▶ _GOAL_
Please copy every one of the rows below word for word, keeping each line the same as it appears.
## BEGIN DATA PROVIDED
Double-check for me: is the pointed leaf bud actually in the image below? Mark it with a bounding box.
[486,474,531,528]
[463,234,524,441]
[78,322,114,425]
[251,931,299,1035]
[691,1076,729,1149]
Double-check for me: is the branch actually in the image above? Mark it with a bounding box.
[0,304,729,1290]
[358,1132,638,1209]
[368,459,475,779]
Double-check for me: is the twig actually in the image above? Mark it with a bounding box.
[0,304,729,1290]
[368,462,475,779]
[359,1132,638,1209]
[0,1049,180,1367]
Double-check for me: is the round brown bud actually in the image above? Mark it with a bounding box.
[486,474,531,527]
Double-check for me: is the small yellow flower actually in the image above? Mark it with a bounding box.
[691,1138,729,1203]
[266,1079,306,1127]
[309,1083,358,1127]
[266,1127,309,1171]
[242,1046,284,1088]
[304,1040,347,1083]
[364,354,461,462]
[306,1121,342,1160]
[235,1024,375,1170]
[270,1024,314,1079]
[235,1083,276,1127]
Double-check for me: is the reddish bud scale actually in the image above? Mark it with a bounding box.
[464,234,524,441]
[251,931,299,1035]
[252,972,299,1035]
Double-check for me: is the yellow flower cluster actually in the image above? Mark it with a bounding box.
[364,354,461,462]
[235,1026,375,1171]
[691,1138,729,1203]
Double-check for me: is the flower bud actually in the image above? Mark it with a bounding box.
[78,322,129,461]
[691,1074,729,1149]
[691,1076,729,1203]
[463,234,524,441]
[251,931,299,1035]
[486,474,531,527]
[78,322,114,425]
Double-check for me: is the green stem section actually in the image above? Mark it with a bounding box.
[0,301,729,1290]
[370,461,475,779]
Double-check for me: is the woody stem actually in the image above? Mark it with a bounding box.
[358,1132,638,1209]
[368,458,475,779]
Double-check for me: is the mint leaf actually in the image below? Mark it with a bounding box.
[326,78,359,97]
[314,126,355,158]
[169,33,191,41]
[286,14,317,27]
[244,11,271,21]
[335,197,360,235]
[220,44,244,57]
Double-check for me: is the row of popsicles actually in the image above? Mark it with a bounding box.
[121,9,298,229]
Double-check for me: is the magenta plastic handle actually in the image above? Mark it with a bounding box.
## END DATA PROVIDED
▶ _RESPONSE FOR THIS EXERCISE_
Double-check for me: is the pointed leaf bud actually in the image below? Mark it with a bounding box.
[486,474,531,528]
[463,234,524,441]
[78,322,114,425]
[251,931,299,1035]
[691,1076,729,1149]
Double-check for me: is the branch actually in the image above? Mark it with a bounding box.
[0,304,729,1290]
[358,1132,638,1209]
[368,459,475,779]
Double-check for me: is the twig actually in the image above? Mark it with a bounding box.
[0,304,729,1290]
[368,462,475,779]
[359,1132,638,1209]
[0,1049,180,1367]
Double-check for me: is the round brown bud actually in the image above? Mark it with a bounding box.
[486,474,531,527]
Double-check for me: is the small yellow flower actually in the image above? Mark it with a bounding box.
[691,1138,729,1203]
[266,1079,306,1127]
[309,1083,358,1127]
[266,1127,309,1171]
[242,1046,284,1088]
[304,1040,347,1083]
[364,354,461,462]
[306,1121,342,1160]
[235,1024,375,1170]
[270,1024,314,1079]
[235,1083,276,1127]
Double-check for me: is the reddish bud scale actually in the image above? Mark it with a bounding box.
[464,234,524,441]
[251,931,299,1035]
[252,972,299,1035]
Double-check for me: is the yellow flower cluster actually in the image above? Mark it with a bounding box.
[364,354,461,462]
[235,1026,375,1171]
[691,1138,729,1203]
Double-check for me: is the flower bud actually in the image above? Mark it with a bounding box.
[78,322,129,461]
[691,1074,729,1149]
[691,1076,729,1203]
[463,234,524,441]
[251,931,299,1035]
[486,474,531,527]
[78,322,114,425]
Double-check for me: is the green stem section actually in the image above? Mark it with a bounding box.
[0,301,729,1290]
[370,461,475,779]
Double-check for me: is the woody stem actually in the image above? Mark it with a bounding box.
[358,1132,638,1209]
[368,458,475,779]
Double-check for me: is the mint leaf actually in the image below? Mark it with a bounding box.
[326,78,359,97]
[314,126,355,158]
[169,33,191,41]
[286,14,317,27]
[244,11,271,21]
[335,197,360,235]
[220,44,244,57]
Double-check for me: is the row of popsicles actually in the image above? Mark it with a bounding box.
[121,9,298,229]
Double-check for me: is the magenta plastic handle actually in the image above? Mark it with a bounding box.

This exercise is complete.